[start PAGE EXTRACT]

# Dragonflies



## GRbenji (Nov 17, 2010)

#01






#02





#03





#04





#05





#06





#07


----------



## JohnS. (Nov 17, 2010)

That is some of the best macro I've seen.

Beautiful! :thumbup:


----------



## TheFantasticG (Nov 17, 2010)

Great set


----------



## Montana (Nov 17, 2010)

Really liking #2 and #4!  Good job.


----------



## skieur (Nov 17, 2010)

Outstanding sharpness!  What lens did you use?

skieur


----------



## GRbenji (Nov 17, 2010)

Thank guys for the compliments.

Canon 100mm f/2.8L on a EOS 7D.


----------



## ChrisA (Nov 18, 2010)

Really like number 4, with those goggle like eyes!

Unfortunately the dragon season has finished over here, they're great subjects with a 100mm


----------



## photographyguy1218 (Feb 16, 2011)

HOLY CRAP!!!!!! :hail: dude! MAJOR props to you my friend!! amazing shots!!!


----------



## MartaS (Feb 16, 2011)

absolutely stunning!


----------



## CodysNikon (Feb 16, 2011)

Those would look badass if they were blown up on a poster.


----------



## Davor (Feb 17, 2011)

[end PAGE EXTRACT]
[start SUPPLIED RECORDS]

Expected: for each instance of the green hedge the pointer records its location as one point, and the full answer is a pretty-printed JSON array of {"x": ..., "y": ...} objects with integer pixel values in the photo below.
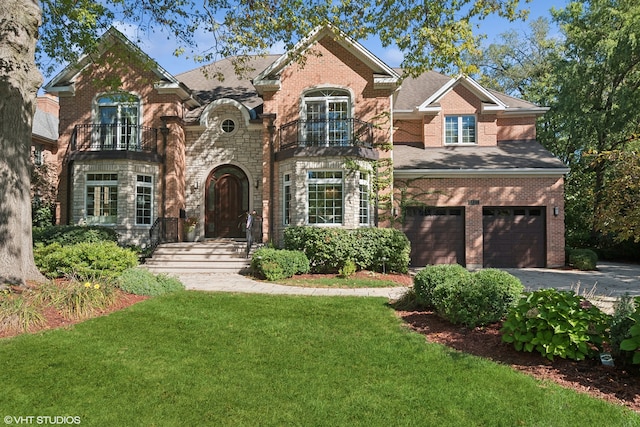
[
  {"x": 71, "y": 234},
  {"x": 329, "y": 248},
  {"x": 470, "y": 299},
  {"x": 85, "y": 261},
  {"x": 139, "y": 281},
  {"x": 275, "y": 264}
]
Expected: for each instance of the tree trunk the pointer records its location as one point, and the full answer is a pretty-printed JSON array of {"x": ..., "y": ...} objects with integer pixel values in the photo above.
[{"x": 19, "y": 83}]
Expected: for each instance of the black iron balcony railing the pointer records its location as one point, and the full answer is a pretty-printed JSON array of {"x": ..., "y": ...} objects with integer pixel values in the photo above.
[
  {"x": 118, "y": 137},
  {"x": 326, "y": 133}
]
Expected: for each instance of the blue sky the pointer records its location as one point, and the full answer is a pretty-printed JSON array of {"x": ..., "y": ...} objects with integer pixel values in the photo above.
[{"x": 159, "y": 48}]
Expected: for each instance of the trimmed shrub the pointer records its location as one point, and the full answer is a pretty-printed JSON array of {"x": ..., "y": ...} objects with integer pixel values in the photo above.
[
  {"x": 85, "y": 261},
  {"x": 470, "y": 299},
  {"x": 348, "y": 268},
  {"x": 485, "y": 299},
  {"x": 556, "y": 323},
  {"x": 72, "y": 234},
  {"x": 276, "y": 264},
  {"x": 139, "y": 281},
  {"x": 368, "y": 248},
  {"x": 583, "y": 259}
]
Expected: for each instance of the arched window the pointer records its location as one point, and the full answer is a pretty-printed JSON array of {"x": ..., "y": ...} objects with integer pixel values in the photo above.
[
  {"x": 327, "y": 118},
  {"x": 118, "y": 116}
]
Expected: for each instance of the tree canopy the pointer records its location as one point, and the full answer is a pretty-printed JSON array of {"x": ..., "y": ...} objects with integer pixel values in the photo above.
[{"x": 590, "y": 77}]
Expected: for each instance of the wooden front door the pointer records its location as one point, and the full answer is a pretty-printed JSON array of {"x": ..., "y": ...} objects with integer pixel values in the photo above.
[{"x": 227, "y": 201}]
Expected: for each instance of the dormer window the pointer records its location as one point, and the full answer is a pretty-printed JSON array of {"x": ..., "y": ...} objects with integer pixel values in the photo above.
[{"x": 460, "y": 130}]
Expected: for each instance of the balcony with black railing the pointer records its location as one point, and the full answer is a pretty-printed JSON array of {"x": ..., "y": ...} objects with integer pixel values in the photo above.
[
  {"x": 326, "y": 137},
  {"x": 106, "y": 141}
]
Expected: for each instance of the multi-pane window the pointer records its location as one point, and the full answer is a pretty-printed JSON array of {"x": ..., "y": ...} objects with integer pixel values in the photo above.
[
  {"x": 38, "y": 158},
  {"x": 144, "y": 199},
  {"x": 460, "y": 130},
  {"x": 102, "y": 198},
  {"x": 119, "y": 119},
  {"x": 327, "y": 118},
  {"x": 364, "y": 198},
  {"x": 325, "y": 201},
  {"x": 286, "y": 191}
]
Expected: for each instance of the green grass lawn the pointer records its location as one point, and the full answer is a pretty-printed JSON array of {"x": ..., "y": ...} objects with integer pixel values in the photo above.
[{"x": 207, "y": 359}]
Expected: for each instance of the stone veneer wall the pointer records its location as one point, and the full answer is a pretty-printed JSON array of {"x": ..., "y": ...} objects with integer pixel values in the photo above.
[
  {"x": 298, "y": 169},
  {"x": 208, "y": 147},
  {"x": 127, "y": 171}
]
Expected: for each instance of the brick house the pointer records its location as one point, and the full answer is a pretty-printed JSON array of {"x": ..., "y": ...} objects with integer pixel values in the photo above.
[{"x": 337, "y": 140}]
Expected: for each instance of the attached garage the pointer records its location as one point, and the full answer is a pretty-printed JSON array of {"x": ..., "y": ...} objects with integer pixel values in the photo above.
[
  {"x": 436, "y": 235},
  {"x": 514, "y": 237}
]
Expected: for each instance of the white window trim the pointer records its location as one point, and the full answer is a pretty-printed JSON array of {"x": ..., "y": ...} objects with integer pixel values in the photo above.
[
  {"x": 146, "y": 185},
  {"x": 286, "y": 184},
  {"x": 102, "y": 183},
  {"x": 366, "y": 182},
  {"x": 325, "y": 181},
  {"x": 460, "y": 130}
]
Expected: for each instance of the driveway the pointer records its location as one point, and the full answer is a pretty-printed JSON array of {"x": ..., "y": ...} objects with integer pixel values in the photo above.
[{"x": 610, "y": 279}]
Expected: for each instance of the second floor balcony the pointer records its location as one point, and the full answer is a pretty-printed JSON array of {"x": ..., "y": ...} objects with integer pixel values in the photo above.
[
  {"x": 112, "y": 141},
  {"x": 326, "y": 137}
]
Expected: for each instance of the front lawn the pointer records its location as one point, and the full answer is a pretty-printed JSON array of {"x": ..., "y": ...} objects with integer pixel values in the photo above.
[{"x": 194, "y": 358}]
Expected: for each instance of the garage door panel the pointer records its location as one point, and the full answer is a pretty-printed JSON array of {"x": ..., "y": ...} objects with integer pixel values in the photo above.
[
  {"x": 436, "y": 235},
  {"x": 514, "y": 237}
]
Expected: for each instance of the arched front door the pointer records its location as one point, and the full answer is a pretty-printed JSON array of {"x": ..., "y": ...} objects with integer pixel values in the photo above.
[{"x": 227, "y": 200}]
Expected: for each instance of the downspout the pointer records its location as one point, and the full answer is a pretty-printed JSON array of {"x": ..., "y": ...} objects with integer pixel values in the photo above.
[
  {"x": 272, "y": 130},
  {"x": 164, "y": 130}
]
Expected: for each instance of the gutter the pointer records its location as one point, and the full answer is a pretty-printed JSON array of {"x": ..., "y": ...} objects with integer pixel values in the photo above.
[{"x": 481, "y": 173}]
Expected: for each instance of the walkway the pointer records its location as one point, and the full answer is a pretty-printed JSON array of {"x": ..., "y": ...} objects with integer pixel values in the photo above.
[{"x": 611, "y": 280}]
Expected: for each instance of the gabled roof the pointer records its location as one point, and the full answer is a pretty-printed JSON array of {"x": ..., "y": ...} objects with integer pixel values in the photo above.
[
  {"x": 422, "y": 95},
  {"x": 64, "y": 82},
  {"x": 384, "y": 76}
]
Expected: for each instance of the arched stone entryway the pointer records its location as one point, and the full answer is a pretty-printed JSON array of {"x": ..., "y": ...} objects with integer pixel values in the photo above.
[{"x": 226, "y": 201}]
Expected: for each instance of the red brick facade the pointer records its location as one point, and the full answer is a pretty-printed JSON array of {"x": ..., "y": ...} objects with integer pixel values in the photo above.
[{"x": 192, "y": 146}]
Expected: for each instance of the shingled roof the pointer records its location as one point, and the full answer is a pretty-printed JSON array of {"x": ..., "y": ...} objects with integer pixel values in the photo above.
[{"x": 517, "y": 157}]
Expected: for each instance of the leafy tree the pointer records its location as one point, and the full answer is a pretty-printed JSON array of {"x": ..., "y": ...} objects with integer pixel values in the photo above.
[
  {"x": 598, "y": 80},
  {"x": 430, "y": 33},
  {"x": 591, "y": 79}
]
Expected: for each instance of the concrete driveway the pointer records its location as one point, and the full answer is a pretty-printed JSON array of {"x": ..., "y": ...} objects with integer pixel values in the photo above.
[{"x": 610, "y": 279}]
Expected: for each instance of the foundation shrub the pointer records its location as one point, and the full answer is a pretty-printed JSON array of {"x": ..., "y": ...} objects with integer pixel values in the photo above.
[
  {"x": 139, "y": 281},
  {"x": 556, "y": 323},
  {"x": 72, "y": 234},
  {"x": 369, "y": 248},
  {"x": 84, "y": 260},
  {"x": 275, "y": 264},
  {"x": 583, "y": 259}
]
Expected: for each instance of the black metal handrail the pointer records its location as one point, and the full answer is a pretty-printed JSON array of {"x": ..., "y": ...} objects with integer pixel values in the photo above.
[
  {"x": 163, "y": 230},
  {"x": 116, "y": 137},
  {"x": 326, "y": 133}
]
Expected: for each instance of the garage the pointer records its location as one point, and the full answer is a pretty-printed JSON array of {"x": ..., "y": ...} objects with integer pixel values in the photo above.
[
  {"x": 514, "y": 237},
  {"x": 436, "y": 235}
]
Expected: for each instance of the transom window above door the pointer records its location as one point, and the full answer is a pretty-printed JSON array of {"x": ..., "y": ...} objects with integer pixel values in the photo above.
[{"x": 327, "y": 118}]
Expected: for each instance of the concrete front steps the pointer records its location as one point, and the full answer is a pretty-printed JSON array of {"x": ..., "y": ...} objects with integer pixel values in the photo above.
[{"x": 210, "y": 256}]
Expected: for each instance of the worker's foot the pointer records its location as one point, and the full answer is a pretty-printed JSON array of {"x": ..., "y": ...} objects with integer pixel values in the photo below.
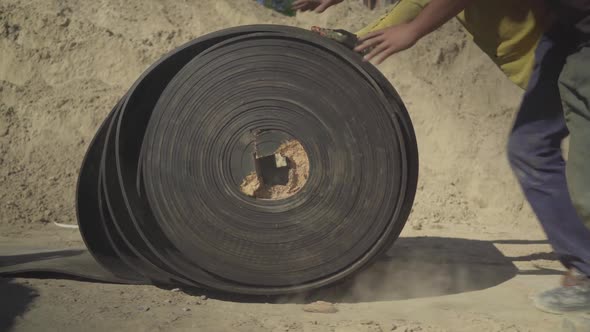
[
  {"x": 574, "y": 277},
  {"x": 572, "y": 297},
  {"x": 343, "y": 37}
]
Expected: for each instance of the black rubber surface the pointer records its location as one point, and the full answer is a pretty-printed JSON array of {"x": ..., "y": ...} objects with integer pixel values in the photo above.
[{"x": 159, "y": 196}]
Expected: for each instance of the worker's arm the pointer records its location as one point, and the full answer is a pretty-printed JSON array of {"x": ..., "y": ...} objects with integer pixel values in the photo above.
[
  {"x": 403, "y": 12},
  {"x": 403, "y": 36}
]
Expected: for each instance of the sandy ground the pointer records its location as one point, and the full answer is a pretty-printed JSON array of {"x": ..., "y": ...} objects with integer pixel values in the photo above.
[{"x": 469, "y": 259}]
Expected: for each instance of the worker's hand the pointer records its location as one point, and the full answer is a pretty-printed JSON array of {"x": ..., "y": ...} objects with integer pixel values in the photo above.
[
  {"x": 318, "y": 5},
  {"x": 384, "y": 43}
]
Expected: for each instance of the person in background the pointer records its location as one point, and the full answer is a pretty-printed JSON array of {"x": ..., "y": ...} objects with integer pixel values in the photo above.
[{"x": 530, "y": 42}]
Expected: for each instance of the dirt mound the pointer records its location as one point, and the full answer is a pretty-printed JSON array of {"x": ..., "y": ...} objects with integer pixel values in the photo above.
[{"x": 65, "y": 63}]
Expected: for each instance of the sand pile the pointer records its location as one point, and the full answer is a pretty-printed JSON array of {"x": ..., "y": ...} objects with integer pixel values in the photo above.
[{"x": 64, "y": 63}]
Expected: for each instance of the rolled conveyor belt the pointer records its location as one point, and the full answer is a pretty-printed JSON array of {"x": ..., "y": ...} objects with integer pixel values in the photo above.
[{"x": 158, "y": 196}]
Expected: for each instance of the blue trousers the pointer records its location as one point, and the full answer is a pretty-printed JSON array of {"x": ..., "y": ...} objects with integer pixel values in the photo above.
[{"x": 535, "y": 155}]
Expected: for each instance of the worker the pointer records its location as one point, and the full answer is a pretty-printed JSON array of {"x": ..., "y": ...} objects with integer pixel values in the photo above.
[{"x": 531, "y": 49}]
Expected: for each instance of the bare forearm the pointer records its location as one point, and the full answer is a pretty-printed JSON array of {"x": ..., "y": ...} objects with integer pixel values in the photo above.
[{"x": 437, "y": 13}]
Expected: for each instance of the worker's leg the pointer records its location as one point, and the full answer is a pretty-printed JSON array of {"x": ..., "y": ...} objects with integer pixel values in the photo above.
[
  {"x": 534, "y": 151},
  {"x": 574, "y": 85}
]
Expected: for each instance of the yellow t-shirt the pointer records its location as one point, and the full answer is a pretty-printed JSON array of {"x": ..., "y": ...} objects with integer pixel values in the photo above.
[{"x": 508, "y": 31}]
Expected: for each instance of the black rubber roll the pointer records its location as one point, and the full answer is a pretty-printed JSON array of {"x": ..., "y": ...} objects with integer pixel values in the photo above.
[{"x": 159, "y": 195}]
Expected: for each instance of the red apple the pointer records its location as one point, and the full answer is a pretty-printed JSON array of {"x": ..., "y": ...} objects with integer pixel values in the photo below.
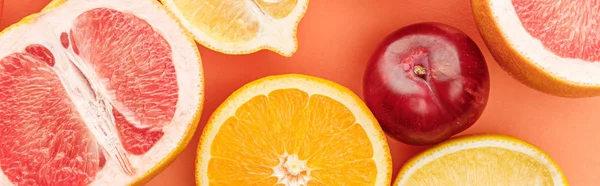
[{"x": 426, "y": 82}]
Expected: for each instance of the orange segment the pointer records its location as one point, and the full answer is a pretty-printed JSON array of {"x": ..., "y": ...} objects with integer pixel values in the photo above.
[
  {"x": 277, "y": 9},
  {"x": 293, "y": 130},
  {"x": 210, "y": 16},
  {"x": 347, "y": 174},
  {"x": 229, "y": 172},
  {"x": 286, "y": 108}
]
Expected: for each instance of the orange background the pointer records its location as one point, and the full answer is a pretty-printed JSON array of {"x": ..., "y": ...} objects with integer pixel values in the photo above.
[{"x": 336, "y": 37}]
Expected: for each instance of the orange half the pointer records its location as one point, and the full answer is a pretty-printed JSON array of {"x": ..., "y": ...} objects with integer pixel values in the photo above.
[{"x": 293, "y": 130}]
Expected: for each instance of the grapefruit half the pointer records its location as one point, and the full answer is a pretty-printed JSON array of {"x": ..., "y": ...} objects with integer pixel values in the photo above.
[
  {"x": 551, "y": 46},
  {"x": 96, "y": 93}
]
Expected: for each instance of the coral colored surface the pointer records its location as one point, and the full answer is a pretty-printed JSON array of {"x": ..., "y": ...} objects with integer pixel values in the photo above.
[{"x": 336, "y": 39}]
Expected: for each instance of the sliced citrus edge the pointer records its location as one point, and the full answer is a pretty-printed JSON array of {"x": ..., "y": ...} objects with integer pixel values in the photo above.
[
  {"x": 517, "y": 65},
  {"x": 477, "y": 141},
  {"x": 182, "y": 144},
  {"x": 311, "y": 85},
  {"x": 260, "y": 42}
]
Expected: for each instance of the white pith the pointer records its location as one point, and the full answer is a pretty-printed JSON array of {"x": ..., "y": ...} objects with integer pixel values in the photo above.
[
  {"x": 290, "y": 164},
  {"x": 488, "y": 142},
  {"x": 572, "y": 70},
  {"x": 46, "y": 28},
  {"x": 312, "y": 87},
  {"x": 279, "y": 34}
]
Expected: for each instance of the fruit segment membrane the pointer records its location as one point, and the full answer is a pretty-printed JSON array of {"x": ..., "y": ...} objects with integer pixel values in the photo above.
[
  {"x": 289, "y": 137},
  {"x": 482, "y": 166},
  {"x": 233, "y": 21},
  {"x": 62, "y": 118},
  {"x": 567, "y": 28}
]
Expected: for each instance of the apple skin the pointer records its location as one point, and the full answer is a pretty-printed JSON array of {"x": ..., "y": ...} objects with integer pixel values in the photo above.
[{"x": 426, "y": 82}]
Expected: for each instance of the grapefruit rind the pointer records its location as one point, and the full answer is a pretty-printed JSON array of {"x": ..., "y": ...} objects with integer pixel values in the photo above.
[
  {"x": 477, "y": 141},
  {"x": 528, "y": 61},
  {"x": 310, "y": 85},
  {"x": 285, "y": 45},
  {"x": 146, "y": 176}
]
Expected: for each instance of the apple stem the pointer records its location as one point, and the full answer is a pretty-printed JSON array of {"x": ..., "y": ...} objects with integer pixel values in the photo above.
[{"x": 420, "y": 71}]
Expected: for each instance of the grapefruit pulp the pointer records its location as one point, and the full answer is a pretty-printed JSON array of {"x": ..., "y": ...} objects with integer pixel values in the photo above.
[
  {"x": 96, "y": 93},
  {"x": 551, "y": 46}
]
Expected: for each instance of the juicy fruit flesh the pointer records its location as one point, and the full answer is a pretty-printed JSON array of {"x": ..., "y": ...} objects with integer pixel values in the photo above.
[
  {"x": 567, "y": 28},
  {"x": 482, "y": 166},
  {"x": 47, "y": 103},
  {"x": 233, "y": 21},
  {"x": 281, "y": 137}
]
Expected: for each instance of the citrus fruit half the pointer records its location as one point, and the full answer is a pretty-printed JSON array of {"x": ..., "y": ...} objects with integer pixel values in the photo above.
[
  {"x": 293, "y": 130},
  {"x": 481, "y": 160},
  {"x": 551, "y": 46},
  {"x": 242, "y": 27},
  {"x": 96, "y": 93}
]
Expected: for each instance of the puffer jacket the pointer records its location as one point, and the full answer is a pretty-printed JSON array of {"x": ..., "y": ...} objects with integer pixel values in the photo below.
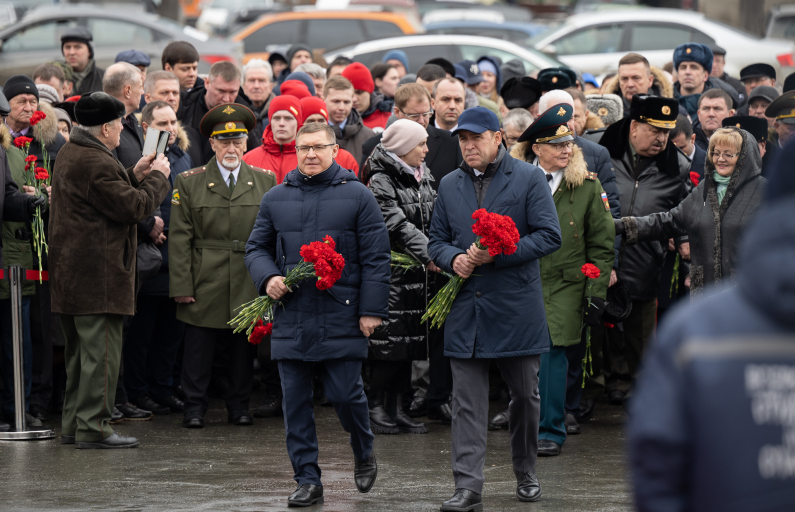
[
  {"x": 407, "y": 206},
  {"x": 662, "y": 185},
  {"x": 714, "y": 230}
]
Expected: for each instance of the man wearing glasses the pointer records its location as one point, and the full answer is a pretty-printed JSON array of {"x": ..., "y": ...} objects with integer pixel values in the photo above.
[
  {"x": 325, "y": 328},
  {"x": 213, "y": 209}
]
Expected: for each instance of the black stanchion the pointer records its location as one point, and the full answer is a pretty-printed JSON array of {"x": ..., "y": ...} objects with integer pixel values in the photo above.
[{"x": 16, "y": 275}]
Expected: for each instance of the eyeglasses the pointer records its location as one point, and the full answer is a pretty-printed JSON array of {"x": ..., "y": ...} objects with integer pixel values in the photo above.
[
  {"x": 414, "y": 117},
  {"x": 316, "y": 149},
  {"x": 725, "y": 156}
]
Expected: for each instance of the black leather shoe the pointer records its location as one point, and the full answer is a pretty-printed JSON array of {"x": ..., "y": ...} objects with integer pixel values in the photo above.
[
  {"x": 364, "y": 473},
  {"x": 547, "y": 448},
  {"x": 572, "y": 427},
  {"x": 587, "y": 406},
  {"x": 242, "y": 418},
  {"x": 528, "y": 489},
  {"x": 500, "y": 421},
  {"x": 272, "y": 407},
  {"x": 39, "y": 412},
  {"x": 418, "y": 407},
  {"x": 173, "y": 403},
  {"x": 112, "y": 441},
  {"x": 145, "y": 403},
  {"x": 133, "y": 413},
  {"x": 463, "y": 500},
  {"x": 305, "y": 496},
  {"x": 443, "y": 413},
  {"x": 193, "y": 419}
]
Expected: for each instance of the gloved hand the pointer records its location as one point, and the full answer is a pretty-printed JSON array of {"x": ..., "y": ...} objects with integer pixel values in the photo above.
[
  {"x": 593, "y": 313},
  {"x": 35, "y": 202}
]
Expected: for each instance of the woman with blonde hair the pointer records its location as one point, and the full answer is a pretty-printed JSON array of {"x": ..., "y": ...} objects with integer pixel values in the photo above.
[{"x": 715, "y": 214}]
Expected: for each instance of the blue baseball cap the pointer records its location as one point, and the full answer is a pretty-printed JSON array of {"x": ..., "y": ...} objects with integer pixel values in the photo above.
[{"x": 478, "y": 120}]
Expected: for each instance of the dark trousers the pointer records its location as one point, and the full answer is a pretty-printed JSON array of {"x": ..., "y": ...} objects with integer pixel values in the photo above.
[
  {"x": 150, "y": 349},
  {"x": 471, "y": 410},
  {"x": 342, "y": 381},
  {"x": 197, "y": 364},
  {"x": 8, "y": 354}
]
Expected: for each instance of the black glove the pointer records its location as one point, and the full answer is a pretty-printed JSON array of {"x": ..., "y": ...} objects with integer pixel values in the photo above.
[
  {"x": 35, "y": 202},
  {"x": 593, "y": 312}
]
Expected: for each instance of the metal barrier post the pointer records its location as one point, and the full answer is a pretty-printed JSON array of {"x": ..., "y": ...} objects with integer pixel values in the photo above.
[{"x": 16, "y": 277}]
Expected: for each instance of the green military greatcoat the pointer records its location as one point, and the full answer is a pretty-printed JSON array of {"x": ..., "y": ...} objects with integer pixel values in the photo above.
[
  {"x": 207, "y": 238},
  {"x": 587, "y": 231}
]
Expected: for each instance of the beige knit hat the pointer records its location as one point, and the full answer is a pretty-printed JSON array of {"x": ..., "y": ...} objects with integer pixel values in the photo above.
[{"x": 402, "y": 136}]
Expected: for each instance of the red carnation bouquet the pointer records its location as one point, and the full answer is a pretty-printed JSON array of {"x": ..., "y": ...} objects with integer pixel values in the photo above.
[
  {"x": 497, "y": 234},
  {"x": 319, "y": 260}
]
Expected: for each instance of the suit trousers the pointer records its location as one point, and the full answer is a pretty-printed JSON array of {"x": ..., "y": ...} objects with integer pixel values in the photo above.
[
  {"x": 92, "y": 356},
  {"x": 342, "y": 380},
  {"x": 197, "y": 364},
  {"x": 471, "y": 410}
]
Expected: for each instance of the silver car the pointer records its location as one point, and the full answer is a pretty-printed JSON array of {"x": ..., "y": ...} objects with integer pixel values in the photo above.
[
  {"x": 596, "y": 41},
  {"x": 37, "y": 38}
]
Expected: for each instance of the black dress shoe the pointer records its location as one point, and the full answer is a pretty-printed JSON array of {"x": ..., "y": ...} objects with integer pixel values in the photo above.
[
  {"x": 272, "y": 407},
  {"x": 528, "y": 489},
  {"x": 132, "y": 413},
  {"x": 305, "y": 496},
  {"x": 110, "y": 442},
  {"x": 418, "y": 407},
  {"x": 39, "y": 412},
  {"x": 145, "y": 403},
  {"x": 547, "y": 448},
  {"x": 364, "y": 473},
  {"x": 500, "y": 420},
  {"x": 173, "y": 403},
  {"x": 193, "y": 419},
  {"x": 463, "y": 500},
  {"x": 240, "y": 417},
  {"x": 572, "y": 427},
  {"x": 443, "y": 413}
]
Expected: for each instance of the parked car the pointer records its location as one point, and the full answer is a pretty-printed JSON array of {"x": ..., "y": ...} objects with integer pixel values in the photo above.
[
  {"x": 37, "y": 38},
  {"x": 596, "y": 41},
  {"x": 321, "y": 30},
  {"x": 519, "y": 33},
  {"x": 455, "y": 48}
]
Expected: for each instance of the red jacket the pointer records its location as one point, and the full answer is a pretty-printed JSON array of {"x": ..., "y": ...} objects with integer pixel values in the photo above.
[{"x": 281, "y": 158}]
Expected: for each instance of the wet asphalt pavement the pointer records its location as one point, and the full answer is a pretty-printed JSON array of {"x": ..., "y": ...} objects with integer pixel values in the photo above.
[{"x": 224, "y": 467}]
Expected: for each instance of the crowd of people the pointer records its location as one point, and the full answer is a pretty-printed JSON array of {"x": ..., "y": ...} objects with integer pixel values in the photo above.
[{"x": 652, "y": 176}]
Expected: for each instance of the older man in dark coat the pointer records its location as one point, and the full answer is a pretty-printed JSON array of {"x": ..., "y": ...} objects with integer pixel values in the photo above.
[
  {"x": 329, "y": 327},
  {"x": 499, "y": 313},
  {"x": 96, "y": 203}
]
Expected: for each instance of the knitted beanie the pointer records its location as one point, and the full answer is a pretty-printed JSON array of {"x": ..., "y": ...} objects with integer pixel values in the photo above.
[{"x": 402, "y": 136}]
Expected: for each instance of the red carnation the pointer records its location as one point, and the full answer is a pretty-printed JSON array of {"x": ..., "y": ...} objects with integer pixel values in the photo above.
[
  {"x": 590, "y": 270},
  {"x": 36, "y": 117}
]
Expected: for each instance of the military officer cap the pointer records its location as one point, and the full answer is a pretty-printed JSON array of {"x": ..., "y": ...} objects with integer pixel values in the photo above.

[end SUPPLIED RECORDS]

YOUR OBJECTIVE: In the dragonflies thread, what lens and camera does GRbenji say were used? This task does not require the listing.

FULL RESPONSE: A Canon 100mm f/2.8L lens on an EOS 7D.